> To do
[a] From the materials and methods of the COVID-19 report, list each indication for admission and the number of patients admitted for it.
[b] Summarize the COVID-19 report in two sentences.

== Passage for review ==

BACKGROUND AND AIMS
Patients with haematologic malignancies appear to have a greater risk of severe acute respiratory syndrome coronavirus 2 (SARS-CoV-2) infection and severe disease due to myelosuppression.1-3 Furthermore, delays in treatment of patients with haematologic malignancies, especially those with acute leukaemia planned for chemotherapy or transplantation, are associated with a risk of disease progression. To date, some societies recommend that chemotherapy should generally not be started until COVID-19 symptoms have completely resolved and viral testing becomes negative. However, implications of the aforementioned recommendations remain uncertain in routine clinical practice, and data on COVID-19 in patients with haematologic malignancies are still limited.
MATERIALS AND METHODS
From February 2020 to February 2021, there was a total of 310 hospitalisations, where 163 adult patients were admitted to the authors’ centre for treatment of haematologic malignancies. The indication for admission was acute myeloid leukaemia (AML) in 50 (30%) patients, acute lymphoblastic leukaemia in 14 (8%), lymphoma in 54 (33%), myeloma in 14 (8%), and 31 (19%) as other.
Diagnosis of SARS-CoV-2 infection was based on virus detection by real-time polymerase chain reaction (SARS-CoV-2 E-gene RT-PCR) in respiratory tract specimens. Standard preventive measures for SARS-CoV-2 infection control were applied to the care of all patients, in accordance with national disease control and prevention guidelines.
Ten (6%) patients tested positive for SARS-CoV-2 via PCR in a unique COVID-19 outbreak during hospitalisation stay, and they were immediately transferred to the COVID Infectious Unit. All of these patients were affected by acute leukaemia (eight patients with AML; two patients with acute lymphoblastic leukaemia, Philadelphia chromosome-negative). Most patients were at the peak of cytopenia at the time of their COVID-19 infection. Nine patients had been treated with intensive chemotherapy before SARS-CoV-2 confirmation.
At SARS-CoV-2 diagnosis, one patient had untreated, newly diagnosed AML while three patients had refractory/relapsed AML. One patient was in complete remission with incomplete haematologic recovery. Deep vein thrombosis complicated by pulmonary embolism and interstitial pneumonia was observed in a patient despite anticoagulation and thrombocytopenia. After SARS-CoV-2 infection, no leukaemia-specific treatment was adjusted.
Three patients (30%) died due to severe acute respiratory distress syndrome despite extracorporeal membrane oxygenation in deep aplasia; all of these patients had refractory disease. Seven patients were delayed in receiving chemotherapy treatment for 34 days; chemotherapy started once COVID-19 symptoms had been completely resolved and two viral tests became negative. These patients maintained their complete remission and remained negative for SARS-CoV-2. One patient underwent bone marrow transplantation.
The authors’ findings support the vulnerability of patients with haematologic malignancies in the COVID-19 pandemic, and reported a high COVID-19 infection mortality of 30%, in accordance with other haematological case series. However, deaths owing to COVID-19 were observed in patients with leukaemia disease progression. Furthermore, the patients who recovered from COVID-19 in leukaemia remained negative for SARS-CoV-2 after delivery of chemotherapy and underwent their following chemotherapy and allogeneic bone marrow transplantation programme without any other complications.

===
== Collected material ==

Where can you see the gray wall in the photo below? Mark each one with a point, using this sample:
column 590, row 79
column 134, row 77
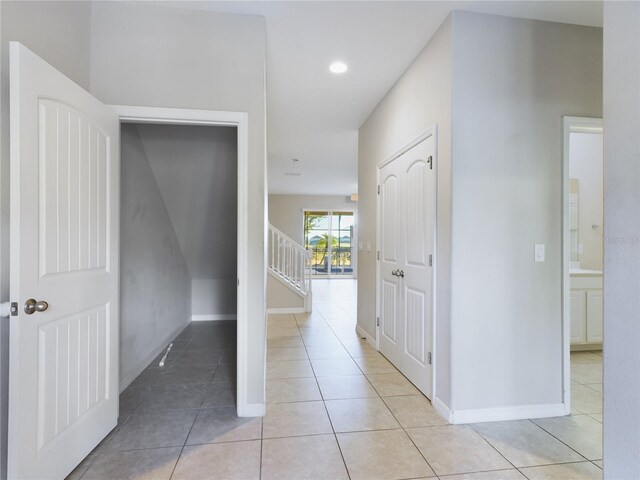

===

> Responses by item number
[a]
- Acute myeloid leukemia (AML): 50 patients (30%)
- Acute lymphoblastic leukemia: 14 patients (8%)
- Lymphoma: 54 patients (33%)
- Myeloma: 14 patients (8%)
- Other: 31 patients (19%)

[b] Of 163 adult patients admitted for hematologic malignancies between February 2020 and February 2021, ten tested positive for SARS-CoV-2 during a hospital outbreak, and all of them had acute leukemia. Three of these patients, all with refractory disease, died of severe acute respiratory distress syndrome, while seven patients had chemotherapy delayed for 34 days until symptoms resolved and two viral tests were negative, and they kept their complete remission.